### [Dataset excerpts]
= = = = =

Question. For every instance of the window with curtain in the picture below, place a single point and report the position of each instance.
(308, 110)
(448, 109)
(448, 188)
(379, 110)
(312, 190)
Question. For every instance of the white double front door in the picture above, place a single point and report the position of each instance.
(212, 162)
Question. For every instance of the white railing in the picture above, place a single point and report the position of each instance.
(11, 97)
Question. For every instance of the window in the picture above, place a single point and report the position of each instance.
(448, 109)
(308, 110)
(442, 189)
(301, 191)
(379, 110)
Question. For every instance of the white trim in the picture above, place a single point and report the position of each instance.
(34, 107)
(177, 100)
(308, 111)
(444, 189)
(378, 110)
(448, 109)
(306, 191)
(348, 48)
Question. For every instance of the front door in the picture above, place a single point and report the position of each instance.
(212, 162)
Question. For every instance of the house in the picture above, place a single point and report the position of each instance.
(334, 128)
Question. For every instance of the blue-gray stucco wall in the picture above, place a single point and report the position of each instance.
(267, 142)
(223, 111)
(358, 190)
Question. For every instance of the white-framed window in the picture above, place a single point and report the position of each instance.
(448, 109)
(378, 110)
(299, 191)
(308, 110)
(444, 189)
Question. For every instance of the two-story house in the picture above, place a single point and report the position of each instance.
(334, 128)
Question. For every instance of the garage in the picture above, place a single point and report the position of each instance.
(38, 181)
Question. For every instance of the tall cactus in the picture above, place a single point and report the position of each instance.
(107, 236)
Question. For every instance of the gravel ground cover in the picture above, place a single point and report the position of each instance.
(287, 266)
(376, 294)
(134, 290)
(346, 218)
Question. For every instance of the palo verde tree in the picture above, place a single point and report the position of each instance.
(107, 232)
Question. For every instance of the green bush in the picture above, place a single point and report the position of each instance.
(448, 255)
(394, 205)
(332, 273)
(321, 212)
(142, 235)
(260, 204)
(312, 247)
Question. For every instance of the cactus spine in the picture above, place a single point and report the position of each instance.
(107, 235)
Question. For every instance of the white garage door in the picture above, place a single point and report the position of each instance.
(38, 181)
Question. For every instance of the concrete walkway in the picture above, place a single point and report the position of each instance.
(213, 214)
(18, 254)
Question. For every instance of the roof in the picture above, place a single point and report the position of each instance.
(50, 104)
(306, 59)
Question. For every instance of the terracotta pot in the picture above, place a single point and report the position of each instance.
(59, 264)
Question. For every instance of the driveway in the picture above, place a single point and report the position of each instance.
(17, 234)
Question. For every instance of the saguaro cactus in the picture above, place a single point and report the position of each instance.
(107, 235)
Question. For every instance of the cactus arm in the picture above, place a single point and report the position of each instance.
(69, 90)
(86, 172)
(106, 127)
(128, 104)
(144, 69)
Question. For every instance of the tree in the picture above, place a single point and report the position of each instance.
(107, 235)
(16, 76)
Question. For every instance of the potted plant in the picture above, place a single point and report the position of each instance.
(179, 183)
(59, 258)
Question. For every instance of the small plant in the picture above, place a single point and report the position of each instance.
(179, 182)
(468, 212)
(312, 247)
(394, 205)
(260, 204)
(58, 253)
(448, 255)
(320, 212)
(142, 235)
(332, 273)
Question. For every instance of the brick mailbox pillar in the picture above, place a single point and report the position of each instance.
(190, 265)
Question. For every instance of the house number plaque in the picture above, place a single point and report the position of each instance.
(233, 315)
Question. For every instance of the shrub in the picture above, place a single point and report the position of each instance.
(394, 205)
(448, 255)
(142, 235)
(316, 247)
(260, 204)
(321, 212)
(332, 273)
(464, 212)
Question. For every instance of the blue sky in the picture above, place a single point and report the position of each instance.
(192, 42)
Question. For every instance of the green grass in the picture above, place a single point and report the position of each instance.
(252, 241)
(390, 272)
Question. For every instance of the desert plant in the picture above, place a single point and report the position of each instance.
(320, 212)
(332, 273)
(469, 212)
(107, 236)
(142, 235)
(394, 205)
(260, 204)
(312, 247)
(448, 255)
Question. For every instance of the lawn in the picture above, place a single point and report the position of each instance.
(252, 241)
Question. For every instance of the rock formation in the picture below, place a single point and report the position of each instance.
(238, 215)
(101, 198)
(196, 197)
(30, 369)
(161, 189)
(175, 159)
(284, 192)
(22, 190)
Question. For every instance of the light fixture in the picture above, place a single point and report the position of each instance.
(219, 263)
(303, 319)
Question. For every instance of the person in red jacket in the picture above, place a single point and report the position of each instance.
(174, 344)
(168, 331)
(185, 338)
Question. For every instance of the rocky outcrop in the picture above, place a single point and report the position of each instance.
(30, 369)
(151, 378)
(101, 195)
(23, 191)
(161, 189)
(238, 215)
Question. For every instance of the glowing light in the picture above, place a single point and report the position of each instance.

= = = = =

### [Task to complete]
Reproduce all of the lines above word for word, from the first to the last.

### [Response below]
Question. For every instance of the window with curtain in the picture below, place a single point and report the position of each instance.
(308, 110)
(448, 109)
(448, 188)
(379, 110)
(312, 190)
Question. For every instance of the white double front door in the picture above, place a single point and report the position of each instance.
(212, 162)
Question. For every instance of the white railing in the picture above, place a single point and report the position of each instance.
(11, 97)
Question. For every instance of the window in the picture above, place a single point and report the position of each instance.
(448, 109)
(308, 110)
(442, 189)
(301, 191)
(379, 110)
Question. For every instance of the white trim in the picture above, place a single point and report the position of each instance.
(34, 107)
(177, 100)
(308, 111)
(444, 189)
(378, 110)
(448, 109)
(306, 191)
(348, 48)
Question. For every instance of the front door in the picture above, place a single point and report the position of each instance.
(212, 162)
Question. For every instance of the house in the picture above, place a single point and report the position of each instance.
(334, 128)
Question. For every instance of the blue-gray stucco wall in the picture above, place a single point and report the position of each instance.
(267, 142)
(223, 111)
(358, 190)
Question. For every instance of the white-framed window in the picture above, place a single point and report the position of each instance.
(448, 109)
(378, 110)
(299, 191)
(308, 110)
(444, 189)
Question. For every instance of the two-story house in the picture above, place a single point and report the position of each instance.
(334, 128)
Question. For every instance of the garage in the picture above, place a single point and report the position of each instance.
(38, 181)
Question. For every instance of the tall cactus in the picture above, place a single point and report the position of each instance.
(107, 236)
Question. For every instance of the gravel ground cover in the picture above, place a single point and report the position of each instance.
(287, 266)
(376, 294)
(134, 290)
(346, 218)
Question. For every instance of the palo verde tree in the picture above, place a single point and report the position of each instance.
(107, 232)
Question. For every instance of the green bush in the picture above, place a single point and report the position of each instance.
(448, 255)
(394, 205)
(332, 273)
(321, 212)
(142, 235)
(260, 204)
(312, 247)
Question. For every instance of the cactus spine in the picture above, place a single point and report the position of each instance.
(107, 235)
Question. For every instance of the white garage door in the picture above, place a single point and report the position of each instance.
(38, 181)
Question. For every instance of the concrete walkway in the picture above, place a single point and report the position of each instance.
(213, 214)
(18, 254)
Question. For every instance of the roof in the picture above, place a single point and report the position of each instance.
(50, 104)
(306, 59)
Question. For every instance of the terracotta pot in the picture above, place a single point and report the position of each instance.
(59, 264)
Question. For every instance of the driveway in the picture above, place a single point and report the position of each instance.
(17, 234)
Question. For every instance of the saguaro cactus in the picture above, place a single point and report the position of each instance.
(107, 235)
Question. For every instance of the cactus arm in the picture above, place a single point and report the position of each instance.
(69, 90)
(86, 172)
(106, 127)
(128, 104)
(144, 69)
Question. For every instance of the tree in the picture above, place a single point and report the position of each instance.
(107, 235)
(16, 76)
Question. For every instance of the potted plant in the picture above, place a single point and report the position of each instance.
(179, 183)
(59, 258)
Question. For every instance of the small plant in the picture above, place a single point and report the position of each instance.
(179, 182)
(468, 212)
(312, 247)
(394, 205)
(260, 204)
(58, 253)
(448, 255)
(320, 212)
(142, 235)
(332, 273)
Question. For every instance of the brick mailbox pillar in the picture above, place a single point and report the position of each instance.
(190, 265)
Question. For every instance of the house number plaque in the picture above, place a single point and report the position of each instance.
(233, 315)
Question. For every instance of the shrub in the picture above, place a single point and report the position of each instance.
(394, 205)
(448, 255)
(142, 235)
(316, 247)
(260, 204)
(321, 212)
(332, 273)
(464, 212)
Question. For every instance of the blue sky in the picture above, place a single point and report the position of each instance.
(192, 42)
Question. For every instance of the green grass in the picture above, place a single point and report the position of each instance.
(252, 241)
(390, 272)
Question. For every instance of the desert plant in the picture above, place a single point and report the position of each instance.
(320, 212)
(332, 273)
(469, 212)
(107, 236)
(142, 235)
(394, 205)
(260, 204)
(312, 247)
(448, 255)
Question. For every instance of the lawn in the picture above, place a single point and report the position of each instance.
(252, 241)
Question. For every instance of the rock formation in the picture below, place a single point and report the position of each instance.
(238, 215)
(101, 198)
(196, 197)
(30, 369)
(161, 189)
(175, 159)
(284, 192)
(22, 190)
Question. For every instance of the light fixture in the picture above, place a single point and report the position of each instance.
(219, 263)
(303, 319)
Question. For every instance of the person in red jacket in the picture above, place a single point and report the position of each instance.
(174, 344)
(168, 331)
(185, 338)
Question. For every instance of the rocky outcrop in the picture above, place a single point and report the position of each instance.
(30, 369)
(151, 378)
(101, 195)
(23, 191)
(161, 189)
(238, 215)
Question. For every instance of the glowing light in the picture above, place a single point and report the position of each instance.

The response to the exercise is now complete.